### [Required task]
Below are the entries; output exactly the lines from the one containing "Task: indicate the alloy" through the final line, inclusive.
Begin Dataset
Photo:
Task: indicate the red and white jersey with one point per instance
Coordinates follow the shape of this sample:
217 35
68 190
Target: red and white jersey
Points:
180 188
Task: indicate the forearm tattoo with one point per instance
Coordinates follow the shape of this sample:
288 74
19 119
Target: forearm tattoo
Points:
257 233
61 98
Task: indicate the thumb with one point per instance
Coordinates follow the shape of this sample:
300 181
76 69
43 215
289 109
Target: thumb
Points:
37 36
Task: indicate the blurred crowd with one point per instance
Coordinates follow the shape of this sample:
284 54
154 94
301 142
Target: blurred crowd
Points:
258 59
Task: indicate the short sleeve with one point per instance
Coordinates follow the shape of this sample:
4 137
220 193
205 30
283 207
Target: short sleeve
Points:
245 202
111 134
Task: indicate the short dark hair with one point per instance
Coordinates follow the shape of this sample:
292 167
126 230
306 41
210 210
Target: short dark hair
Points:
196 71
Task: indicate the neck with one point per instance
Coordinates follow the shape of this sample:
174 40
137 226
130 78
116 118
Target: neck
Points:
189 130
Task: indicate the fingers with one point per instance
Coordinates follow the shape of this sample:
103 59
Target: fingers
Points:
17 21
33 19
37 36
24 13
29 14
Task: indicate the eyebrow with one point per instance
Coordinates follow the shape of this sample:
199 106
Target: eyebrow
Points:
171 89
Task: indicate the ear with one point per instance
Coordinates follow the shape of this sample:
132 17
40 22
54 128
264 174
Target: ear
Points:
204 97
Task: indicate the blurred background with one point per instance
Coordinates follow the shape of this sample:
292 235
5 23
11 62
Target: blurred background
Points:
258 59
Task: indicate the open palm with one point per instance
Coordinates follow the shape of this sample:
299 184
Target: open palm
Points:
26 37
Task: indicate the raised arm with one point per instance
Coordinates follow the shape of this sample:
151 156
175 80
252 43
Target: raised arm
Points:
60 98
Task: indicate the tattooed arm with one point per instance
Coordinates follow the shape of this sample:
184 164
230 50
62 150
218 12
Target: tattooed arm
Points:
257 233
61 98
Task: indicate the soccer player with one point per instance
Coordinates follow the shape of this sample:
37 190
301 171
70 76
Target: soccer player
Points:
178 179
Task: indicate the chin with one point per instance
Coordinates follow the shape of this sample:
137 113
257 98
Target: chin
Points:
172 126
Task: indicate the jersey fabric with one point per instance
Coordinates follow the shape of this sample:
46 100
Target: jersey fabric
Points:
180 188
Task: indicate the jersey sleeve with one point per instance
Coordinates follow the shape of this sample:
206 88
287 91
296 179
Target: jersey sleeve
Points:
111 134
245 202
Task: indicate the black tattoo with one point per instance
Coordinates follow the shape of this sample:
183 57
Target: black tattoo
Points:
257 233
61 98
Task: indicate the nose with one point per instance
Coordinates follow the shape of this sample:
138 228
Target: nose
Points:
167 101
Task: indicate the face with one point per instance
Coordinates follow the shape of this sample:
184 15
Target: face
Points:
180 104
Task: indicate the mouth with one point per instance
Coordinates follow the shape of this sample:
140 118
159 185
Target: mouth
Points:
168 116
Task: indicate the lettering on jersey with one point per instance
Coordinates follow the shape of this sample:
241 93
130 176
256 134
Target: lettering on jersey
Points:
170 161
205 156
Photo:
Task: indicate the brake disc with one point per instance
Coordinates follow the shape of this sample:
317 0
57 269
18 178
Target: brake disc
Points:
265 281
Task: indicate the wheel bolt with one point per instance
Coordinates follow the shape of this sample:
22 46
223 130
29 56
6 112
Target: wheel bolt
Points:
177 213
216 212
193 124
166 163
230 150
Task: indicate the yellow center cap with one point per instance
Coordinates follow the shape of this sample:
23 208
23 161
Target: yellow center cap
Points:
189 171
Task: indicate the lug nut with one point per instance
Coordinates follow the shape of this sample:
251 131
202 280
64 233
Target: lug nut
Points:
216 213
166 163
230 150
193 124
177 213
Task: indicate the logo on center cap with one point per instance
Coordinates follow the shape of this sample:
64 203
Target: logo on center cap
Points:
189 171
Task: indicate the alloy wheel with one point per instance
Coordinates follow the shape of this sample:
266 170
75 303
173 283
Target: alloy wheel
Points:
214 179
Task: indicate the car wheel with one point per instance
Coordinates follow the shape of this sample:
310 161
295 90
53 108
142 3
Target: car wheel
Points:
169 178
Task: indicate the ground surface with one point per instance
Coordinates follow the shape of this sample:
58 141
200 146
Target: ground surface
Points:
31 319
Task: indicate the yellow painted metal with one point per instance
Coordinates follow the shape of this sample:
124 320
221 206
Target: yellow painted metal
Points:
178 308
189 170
End Dataset
### [Response]
Task: indicate the alloy wheel with one point per instance
Coordinates follow the shape of this sample:
266 170
75 303
173 283
Target: alloy wheel
Points:
214 179
Task: indicate the car wheel with one point per instance
Coordinates follow the shape of this sample:
310 161
295 90
53 108
142 3
Target: car wheel
Points:
169 178
Task: indicate the ground surface with one point per instance
Coordinates follow the shape of this sample:
58 141
200 146
Target: ground surface
Points:
31 319
Task: indicate the yellow painted metal with one point per instance
Coordinates follow the shape of this sample:
124 320
221 206
Target: yellow painted metal
Points:
178 308
189 170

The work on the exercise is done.